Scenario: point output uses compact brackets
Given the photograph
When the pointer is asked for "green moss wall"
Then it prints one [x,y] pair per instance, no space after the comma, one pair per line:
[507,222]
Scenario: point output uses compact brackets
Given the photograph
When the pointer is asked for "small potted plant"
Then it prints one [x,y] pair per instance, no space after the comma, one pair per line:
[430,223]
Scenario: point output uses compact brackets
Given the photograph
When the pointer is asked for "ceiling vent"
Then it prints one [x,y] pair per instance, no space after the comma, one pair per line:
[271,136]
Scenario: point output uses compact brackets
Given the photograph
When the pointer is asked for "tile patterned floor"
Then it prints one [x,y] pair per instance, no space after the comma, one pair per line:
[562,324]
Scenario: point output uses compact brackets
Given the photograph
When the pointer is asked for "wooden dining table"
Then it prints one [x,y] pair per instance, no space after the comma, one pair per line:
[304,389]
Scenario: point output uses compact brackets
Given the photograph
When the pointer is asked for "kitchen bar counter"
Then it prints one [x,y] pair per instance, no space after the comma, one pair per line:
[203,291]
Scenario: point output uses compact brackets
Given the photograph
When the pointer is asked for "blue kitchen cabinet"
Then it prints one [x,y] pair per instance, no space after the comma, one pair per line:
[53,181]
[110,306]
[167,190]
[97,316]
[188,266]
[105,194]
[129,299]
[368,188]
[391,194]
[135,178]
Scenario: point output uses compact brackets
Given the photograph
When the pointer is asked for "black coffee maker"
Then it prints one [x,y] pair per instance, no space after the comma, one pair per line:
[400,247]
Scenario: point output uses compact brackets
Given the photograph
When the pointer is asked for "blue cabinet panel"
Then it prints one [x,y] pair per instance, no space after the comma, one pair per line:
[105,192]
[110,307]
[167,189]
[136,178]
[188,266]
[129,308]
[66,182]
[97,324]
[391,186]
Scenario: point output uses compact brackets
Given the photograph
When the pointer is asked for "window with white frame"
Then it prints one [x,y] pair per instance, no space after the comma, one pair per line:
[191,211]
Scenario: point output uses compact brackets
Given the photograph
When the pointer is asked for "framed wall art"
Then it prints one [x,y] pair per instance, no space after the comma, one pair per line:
------------------------------
__THE EXERCISE__.
The listing above should be transcribed in full, exactly as written.

__RESULT FOR THIS TASK__.
Scenario: point output uses compact brackets
Given the photograph
When the pointer is asked for "green moss wall"
Then it prints one [x,y] pair per instance, no space after the comma, one pair per line:
[507,222]
Scenario: point output uses compact brackets
Given the photograph
When the pointer is asked for "small potted plant"
Then it prints one [x,y] pair per instance, no space after the comma, one pair per line:
[430,223]
Scenario: point output uses compact brackets
Given the photograph
When the pointer is asked for "ceiling vent"
Then it prints one [x,y] pair per instance, no space after the comma, one pair per line:
[271,136]
Scenario: point output uses compact brackets
Given the photograph
When the pointer is asked for "tile patterned floor"
Then it prints one [x,y] pair per instance, no space after the comma, one pair per line:
[562,324]
Scenario: point output uses compact brackets
Given the photograph
When the pointer is asked for "wooden dining table"
Then it prints one [x,y] pair per instance, no space after the comma, one pair per line:
[304,389]
Scenario: point output uses compact brackets
Given the photograph
When the pointer is asked for "kitchen bar counter"
Then it prints one [x,y] pair per instance, no space after the comma, one pair per line:
[203,291]
Scenario: point output uses compact brackets
Given the photograph
When the pointer is asked for "blue kitchen cabinet"
Then it prints one [x,y] pair per instance, no space after the comma, one pair per line:
[53,181]
[110,306]
[167,190]
[97,316]
[188,266]
[105,194]
[129,299]
[368,188]
[391,194]
[135,178]
Scenario: point output uses compact brackets
Given the photograph
When the pointer is asked for "black coffee maker"
Then it prints one [x,y] pair per instance, no space after the comma, one pair per line:
[400,247]
Scenario: point output uses compact brackets
Given the photograph
When the pointer is asked for "blue cabinet panel"
Then it prints one [x,y] pair per instance, no space after the comma, one pair per line:
[105,192]
[110,307]
[167,189]
[136,178]
[188,266]
[129,308]
[66,182]
[97,324]
[391,186]
Scenario: point output uses compact brackets
Given the photograph
When the pointer is asked for "window with white frame"
Then it prints one [x,y] pair per instance, no space after the comma, one pair per line:
[191,211]
Scenario: point output uses compact brackets
Given the photograph
When the pointer is asked for "framed wall art"
Then it prints one [x,y] pair per instance, no space after the comma, one pair per line:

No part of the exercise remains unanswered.